# What the exercise asks
Transcribe exactly the portion of the listing below that runs from the line containing "Point out every instance of the umbrella rib" through its last line.

# Data
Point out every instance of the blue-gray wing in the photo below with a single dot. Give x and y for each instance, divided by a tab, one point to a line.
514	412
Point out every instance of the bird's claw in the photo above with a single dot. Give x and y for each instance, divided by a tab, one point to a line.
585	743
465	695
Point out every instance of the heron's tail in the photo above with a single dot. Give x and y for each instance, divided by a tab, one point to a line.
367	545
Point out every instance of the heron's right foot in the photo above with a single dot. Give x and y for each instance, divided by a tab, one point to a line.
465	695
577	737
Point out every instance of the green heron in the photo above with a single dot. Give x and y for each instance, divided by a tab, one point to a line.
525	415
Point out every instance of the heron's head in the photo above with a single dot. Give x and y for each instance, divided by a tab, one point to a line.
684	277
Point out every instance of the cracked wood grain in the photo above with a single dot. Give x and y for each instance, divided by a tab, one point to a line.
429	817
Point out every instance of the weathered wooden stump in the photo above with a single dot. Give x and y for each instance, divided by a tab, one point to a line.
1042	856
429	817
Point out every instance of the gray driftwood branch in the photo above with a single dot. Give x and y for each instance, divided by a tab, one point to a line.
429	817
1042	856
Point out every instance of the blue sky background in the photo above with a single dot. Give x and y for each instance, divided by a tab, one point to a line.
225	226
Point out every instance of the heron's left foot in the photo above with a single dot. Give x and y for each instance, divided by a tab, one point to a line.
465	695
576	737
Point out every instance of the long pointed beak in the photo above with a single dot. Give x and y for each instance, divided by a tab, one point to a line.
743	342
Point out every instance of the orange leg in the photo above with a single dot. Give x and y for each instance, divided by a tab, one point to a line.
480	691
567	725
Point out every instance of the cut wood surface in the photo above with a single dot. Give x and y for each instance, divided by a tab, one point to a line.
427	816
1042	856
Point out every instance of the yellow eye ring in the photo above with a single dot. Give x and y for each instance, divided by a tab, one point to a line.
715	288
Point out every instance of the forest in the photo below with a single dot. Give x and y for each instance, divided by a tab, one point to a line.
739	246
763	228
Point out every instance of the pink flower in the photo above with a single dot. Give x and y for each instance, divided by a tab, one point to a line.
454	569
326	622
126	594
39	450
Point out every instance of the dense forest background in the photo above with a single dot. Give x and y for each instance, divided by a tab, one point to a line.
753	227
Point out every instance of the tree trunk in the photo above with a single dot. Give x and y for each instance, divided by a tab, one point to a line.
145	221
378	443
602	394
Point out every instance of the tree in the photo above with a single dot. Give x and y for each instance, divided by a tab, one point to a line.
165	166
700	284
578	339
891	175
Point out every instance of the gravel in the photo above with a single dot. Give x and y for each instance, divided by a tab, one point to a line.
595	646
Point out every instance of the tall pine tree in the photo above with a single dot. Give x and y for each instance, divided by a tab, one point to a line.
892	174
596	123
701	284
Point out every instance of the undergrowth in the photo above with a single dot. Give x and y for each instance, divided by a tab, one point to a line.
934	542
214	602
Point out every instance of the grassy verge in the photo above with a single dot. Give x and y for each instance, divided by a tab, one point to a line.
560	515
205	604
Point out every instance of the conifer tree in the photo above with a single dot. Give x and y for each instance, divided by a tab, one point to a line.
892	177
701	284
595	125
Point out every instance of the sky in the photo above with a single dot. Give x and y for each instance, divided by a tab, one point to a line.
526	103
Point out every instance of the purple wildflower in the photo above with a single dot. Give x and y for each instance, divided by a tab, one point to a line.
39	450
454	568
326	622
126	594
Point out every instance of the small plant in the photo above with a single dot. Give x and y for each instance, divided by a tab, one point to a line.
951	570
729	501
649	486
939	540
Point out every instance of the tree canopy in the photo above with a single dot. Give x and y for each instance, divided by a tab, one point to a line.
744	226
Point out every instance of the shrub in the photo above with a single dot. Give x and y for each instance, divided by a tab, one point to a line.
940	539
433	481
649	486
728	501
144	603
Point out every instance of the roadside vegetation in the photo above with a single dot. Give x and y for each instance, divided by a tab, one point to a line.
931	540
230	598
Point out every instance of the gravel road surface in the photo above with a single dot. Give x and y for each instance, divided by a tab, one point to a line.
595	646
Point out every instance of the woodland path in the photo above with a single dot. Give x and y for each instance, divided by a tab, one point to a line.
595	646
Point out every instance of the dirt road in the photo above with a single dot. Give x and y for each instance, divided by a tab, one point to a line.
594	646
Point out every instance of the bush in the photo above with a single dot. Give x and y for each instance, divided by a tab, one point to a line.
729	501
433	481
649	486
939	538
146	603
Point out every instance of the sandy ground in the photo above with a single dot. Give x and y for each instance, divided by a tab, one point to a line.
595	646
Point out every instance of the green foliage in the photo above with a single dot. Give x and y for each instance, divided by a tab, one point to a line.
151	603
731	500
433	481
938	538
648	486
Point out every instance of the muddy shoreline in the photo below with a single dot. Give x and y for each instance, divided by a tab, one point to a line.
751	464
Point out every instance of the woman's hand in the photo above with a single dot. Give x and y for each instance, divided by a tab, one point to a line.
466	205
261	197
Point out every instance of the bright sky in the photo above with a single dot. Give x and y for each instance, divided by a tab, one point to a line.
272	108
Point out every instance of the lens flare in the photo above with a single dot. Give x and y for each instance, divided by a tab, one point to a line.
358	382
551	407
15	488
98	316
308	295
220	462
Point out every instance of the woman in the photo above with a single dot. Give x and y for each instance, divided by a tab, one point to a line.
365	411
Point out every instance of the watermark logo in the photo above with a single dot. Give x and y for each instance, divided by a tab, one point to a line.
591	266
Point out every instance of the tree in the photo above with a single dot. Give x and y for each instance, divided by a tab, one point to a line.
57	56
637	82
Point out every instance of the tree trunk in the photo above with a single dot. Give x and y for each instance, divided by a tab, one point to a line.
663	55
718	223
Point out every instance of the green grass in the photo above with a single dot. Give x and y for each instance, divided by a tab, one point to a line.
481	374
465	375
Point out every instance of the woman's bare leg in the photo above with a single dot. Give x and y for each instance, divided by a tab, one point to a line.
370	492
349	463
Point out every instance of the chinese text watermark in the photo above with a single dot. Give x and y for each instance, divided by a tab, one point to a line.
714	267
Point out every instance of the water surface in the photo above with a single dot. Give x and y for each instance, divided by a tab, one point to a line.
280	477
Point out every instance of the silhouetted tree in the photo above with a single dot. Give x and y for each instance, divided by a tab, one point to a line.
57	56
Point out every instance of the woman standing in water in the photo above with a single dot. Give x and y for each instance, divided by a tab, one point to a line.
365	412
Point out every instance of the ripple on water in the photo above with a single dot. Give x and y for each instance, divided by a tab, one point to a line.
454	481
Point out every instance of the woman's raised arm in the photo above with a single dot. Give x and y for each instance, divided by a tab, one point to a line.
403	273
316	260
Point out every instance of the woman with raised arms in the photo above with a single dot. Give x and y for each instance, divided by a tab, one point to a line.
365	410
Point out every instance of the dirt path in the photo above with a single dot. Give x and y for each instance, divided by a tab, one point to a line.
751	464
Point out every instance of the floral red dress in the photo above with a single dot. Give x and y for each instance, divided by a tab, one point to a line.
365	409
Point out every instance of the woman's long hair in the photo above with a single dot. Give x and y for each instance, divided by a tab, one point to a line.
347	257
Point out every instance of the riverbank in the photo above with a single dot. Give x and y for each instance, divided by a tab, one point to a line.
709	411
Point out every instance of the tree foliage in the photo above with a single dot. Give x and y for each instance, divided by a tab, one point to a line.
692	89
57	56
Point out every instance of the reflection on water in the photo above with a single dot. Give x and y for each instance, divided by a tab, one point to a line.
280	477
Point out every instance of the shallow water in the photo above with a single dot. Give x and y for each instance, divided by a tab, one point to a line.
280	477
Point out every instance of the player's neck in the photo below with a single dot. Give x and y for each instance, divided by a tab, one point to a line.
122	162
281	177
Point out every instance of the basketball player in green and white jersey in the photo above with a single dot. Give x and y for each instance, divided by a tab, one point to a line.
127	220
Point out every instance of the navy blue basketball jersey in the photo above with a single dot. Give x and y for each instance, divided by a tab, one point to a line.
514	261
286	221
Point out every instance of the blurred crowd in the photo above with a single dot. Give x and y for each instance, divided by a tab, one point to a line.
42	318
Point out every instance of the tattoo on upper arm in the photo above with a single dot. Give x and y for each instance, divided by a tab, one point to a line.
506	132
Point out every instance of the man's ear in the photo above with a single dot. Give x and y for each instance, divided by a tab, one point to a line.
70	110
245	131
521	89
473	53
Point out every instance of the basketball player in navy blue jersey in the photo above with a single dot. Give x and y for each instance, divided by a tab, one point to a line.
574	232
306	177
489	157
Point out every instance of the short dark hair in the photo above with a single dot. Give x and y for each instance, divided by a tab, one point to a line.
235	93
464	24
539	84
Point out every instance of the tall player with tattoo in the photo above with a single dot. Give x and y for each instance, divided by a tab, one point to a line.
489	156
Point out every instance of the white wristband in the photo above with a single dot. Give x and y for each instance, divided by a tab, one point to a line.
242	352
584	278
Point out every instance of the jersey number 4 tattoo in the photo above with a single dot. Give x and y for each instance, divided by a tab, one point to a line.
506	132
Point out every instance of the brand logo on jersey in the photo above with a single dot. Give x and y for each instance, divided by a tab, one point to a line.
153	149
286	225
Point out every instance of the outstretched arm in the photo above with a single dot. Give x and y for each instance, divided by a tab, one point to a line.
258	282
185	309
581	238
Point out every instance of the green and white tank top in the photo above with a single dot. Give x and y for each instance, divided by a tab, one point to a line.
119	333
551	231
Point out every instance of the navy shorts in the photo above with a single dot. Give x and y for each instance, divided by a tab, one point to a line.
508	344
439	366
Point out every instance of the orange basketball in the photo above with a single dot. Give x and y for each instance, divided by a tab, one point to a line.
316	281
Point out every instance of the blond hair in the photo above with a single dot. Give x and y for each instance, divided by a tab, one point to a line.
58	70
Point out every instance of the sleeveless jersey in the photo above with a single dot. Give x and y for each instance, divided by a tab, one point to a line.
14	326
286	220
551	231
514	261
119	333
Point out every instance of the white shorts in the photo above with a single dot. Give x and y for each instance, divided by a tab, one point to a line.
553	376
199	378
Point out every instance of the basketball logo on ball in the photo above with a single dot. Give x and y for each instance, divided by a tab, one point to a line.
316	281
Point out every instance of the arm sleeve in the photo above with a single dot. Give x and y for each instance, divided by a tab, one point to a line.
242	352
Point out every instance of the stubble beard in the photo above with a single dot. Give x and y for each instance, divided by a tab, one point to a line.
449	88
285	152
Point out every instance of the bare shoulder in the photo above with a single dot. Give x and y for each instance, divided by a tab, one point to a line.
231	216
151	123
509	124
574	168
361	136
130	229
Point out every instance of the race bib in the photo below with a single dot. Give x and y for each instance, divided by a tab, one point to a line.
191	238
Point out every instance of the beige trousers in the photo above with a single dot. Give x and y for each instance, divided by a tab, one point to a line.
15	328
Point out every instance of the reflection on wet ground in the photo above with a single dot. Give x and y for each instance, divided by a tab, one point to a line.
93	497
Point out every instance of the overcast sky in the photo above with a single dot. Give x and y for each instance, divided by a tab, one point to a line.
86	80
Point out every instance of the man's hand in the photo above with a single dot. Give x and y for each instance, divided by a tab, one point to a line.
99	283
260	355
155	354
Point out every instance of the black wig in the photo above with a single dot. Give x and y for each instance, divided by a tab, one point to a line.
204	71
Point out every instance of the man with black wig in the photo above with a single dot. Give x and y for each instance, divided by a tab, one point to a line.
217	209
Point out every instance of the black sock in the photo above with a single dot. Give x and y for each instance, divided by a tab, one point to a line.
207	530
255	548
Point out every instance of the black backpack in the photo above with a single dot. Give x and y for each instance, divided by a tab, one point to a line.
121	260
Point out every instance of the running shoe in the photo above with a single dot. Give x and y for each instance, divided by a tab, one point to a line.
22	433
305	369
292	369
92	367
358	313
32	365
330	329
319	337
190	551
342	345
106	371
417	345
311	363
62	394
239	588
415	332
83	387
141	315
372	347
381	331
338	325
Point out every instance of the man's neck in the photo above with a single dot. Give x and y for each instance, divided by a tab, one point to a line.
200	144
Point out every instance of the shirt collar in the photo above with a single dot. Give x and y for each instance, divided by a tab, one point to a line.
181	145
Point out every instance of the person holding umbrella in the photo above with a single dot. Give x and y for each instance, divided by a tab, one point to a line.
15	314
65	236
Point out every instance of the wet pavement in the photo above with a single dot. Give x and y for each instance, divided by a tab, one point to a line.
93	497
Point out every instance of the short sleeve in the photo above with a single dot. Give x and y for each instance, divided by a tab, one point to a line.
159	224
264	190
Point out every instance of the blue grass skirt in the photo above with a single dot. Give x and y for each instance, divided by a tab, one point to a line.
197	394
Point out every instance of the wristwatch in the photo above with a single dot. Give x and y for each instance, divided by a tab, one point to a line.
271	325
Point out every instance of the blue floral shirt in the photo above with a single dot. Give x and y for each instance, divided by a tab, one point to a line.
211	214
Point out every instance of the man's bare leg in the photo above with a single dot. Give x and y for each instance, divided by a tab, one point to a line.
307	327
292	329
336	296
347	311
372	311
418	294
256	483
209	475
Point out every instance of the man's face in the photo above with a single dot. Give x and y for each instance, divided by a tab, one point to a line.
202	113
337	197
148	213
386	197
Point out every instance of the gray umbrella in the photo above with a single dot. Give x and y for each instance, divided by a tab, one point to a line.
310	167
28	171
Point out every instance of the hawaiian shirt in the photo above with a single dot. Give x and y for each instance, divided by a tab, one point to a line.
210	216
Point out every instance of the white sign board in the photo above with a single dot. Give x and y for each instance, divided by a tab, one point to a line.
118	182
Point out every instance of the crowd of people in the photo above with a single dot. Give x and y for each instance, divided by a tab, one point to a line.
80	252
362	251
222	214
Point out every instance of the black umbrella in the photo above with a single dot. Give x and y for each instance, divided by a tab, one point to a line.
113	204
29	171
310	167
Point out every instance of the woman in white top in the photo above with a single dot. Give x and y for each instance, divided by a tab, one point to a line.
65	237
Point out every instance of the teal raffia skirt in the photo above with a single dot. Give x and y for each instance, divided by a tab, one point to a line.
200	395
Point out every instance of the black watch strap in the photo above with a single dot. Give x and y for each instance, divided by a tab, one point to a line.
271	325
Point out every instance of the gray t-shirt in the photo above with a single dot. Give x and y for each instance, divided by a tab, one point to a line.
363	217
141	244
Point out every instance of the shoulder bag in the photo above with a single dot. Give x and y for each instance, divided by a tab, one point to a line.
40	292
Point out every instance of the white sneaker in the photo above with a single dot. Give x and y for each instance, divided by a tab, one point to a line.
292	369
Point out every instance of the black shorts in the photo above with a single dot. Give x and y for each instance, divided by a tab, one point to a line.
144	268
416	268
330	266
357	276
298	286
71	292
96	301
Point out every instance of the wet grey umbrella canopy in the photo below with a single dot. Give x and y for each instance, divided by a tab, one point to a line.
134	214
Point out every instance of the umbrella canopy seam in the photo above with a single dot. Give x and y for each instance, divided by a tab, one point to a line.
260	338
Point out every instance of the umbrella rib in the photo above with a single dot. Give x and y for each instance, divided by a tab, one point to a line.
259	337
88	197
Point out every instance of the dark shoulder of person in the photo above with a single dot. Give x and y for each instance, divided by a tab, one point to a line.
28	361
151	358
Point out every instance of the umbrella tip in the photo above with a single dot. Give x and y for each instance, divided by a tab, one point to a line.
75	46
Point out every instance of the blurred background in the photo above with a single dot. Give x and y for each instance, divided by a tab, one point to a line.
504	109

# Your solution
Point out every instance of the umbrella rib in the photo above with a single dot. Give x and y for each instance, divided by a tab, one point to a line.
259	337
88	197
Point out every instance of the dark shoulder of person in the photo above with a single dot. Give x and y for each instance, divided by a tab, one point to a line.
28	361
151	358
Point out every instance of the umbrella tip in the photo above with a single dot. Give x and y for each instance, divided by a tab, one point to a line.
75	46
Point out every instance of the blurred background in the photo above with a single dot. Give x and y for each instance, divided by a tab, one point to a line.
504	109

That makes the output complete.